[Stated exercise a]: Rescale the records from the line with "Task: indicate the front" through the end of the records. Reproduce every line, requests included, and multiply each x and y coordinate in the answers by 2.15, rounding to the nearest whole number with halves rounded up.

*** Page text

About us

Living Lab Northern Rivers is a space where research and community come together to create the solutions that will allow our region to thrive in uncertainty. 

A collaboration between two universities and the NSW government, our strength comes from the diversity of groups we bring to the table.

Here, everyone gets the chance to contribute, from farmers to academics, tradies to engineers, Indigenous elders to teenagers, environmental scientists to baristas, architects to musicians, plus any Northern Rivers locals who stroll into our Lismore shopfront.     

Recent events across our region have shown the old systems are outdated. We need fresh knowledge to create new ways of doing things to help rebuild better now and pump-up resilience for the future.

It's a mammoth task, but one we believe can be achieved by combining lived experience with rigorous research across a wide range of disciplines.  

Our values

While flooding has always been part of the Northern Rivers environment, long before the arrival of Europeans, the scale of disasters in 2022 exposed the growing impact of colonial land use, natural resource management, and the changing climate. 

The level of destruction wrought on our towns and villages, from the Clarence to Kyogle and the Tweed, showed we're now living with unacceptable levels of risk. It's clear we need reassess the way we live – from the structures we build, to the locations we develop, to the knowledge we consider relevant. Everything requires fresh eyes.

To achieve these goals, Living Lab Northern Rivers aims to build dialogue around the systems we have to redesign and adapt between a diverse range of stakeholders and knowledge keepers.

We're committed to helping envision and design new strategies for how we develop, care for, and enjoy the land on which we live.

We acknowledge

The traditional custodians of these lands and waters and look to Indigenous land management values and practices to inform and drive our work.

The collective and individual trauma impacting our communities.

The diversity of lived experiences and value systems that have informed and will continue to inform the decisions we make collectively and the systems we design to make those decisions.

The urgent need to fundamentally reassess the physical, governance, and economic structures that have shaped our lived experiences

What we do

Support authentic community engagement in complex planning work. Create and maintain opportunities for learning about the technical details of our region’s challenges such as flood mitigation, infrastructure design, and housing.

Focus on spatial planning and design, acknowledging that to do this work we must seek to understand and work with all cultural, economic, health, and environmental systems.

Utilise academic research networks to develop an evidence base that informs decision making and supports the growth of community literacy around critical technical issues.

Create and maintain a space where local, community-based knowledge connects with technical expertise to co-design strategies for adaptation and systems change.

Provide an agile and rigorous testing ground for solutions to the complex issues of climate resilient development in the Northern Rivers.

Our executive leadership team

  • Elizabeth Mossop

    ACADEMIC DIRECTOR
    EXECUTIVE TEAM MEMBER

    Elizabeth is Professor of Landscape Architecture and Academic Director of Living Lab Northern Rivers. She is a Strategic Lead Creative Industries, Faculty of Design Architecture and Building at University of Technology Sydney. Recently, she has been appointed Adjunct Professor, Southern Cross University.

    She has held leadership positions at Harvard Graduate School of Design, the Robert Reich School of Landscape Architecture at Louisiana State University and the University of NSW. She is a founding principal of Spackman Mossop Michaels landscape architects, based in Sydney, New Orleans and Detroit. Her research and practice is concerned with landscape’s role in urban revitalization and resilient communities and cities in the face of climate change.

******
*** The data

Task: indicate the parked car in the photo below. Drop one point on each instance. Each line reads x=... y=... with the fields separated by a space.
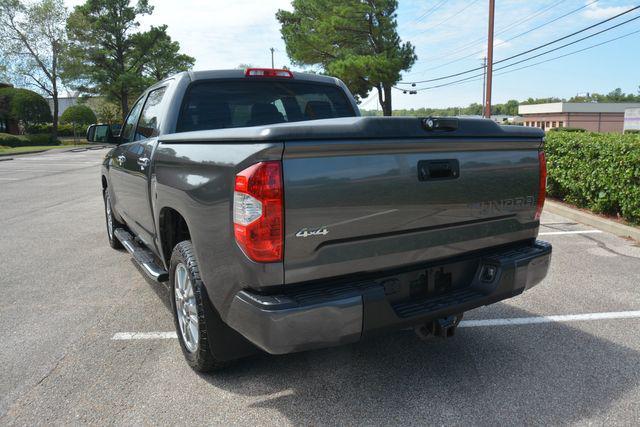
x=284 y=221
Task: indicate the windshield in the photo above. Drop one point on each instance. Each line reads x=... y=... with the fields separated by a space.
x=237 y=103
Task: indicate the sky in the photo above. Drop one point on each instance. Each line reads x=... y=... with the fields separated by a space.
x=449 y=37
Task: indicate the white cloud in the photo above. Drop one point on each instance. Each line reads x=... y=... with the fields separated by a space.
x=595 y=11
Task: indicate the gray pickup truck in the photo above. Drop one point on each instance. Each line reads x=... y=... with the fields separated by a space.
x=283 y=221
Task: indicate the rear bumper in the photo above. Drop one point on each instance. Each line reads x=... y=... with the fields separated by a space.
x=324 y=315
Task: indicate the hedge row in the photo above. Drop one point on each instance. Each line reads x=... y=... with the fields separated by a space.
x=63 y=129
x=600 y=172
x=7 y=140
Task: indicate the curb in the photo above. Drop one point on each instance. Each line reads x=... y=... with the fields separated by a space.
x=58 y=150
x=22 y=154
x=592 y=220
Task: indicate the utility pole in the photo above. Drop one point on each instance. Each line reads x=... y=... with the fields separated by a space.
x=484 y=81
x=487 y=107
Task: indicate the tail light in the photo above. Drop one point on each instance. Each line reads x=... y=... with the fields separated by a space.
x=268 y=72
x=542 y=184
x=257 y=211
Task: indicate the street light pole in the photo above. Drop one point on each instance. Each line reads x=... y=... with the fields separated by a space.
x=487 y=107
x=484 y=82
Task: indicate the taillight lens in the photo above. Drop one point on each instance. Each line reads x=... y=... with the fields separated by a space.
x=268 y=72
x=542 y=184
x=257 y=211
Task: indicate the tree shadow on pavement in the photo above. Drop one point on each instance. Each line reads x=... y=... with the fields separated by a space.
x=533 y=374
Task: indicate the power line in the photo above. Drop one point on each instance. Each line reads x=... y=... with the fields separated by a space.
x=541 y=11
x=539 y=47
x=512 y=38
x=478 y=77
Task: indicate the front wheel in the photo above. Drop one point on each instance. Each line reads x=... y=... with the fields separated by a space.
x=191 y=309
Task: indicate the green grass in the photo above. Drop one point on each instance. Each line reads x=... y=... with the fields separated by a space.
x=23 y=150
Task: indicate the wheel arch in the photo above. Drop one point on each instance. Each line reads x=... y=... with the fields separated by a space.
x=172 y=229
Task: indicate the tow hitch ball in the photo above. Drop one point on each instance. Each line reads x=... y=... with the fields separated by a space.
x=444 y=327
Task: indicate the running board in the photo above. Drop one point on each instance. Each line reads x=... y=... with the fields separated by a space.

******

[Stated exercise b]: Translate this sentence from the page about Living Lab Northern Rivers into Spanish: "We're committed to helping envision and design new strategies for how we develop, care for, and enjoy the land on which we live."

[Exercise output a]:
Task: indicate the front wheel in the photo above. Drop one point on each instance. Each line reads x=... y=... with the fields separated by a space.
x=411 y=664
Task: indicate the green grass in the photo above. Drop one point on each instance. Each line reads x=... y=... with the fields separated by a space.
x=49 y=323
Task: indicate the wheel arch in the photo above. Drop one point on each instance. Each line reads x=... y=... with the fields separated by a space.
x=370 y=492
Task: indicate the tow hitch ball in the photo above. Drop one point on each instance. Each line reads x=... y=... with the fields separated by a space.
x=955 y=703
Task: indicate the running board in the photo above. Drop one point on each instance. Each line reads x=... y=... with the fields separated by a space.

[Exercise output b]: Nos comprometemos a ayudar a imaginar y diseñar nuevas estrategias sobre cómo desarrollamos, cuidamos y disfrutamos la tierra en la que vivimos.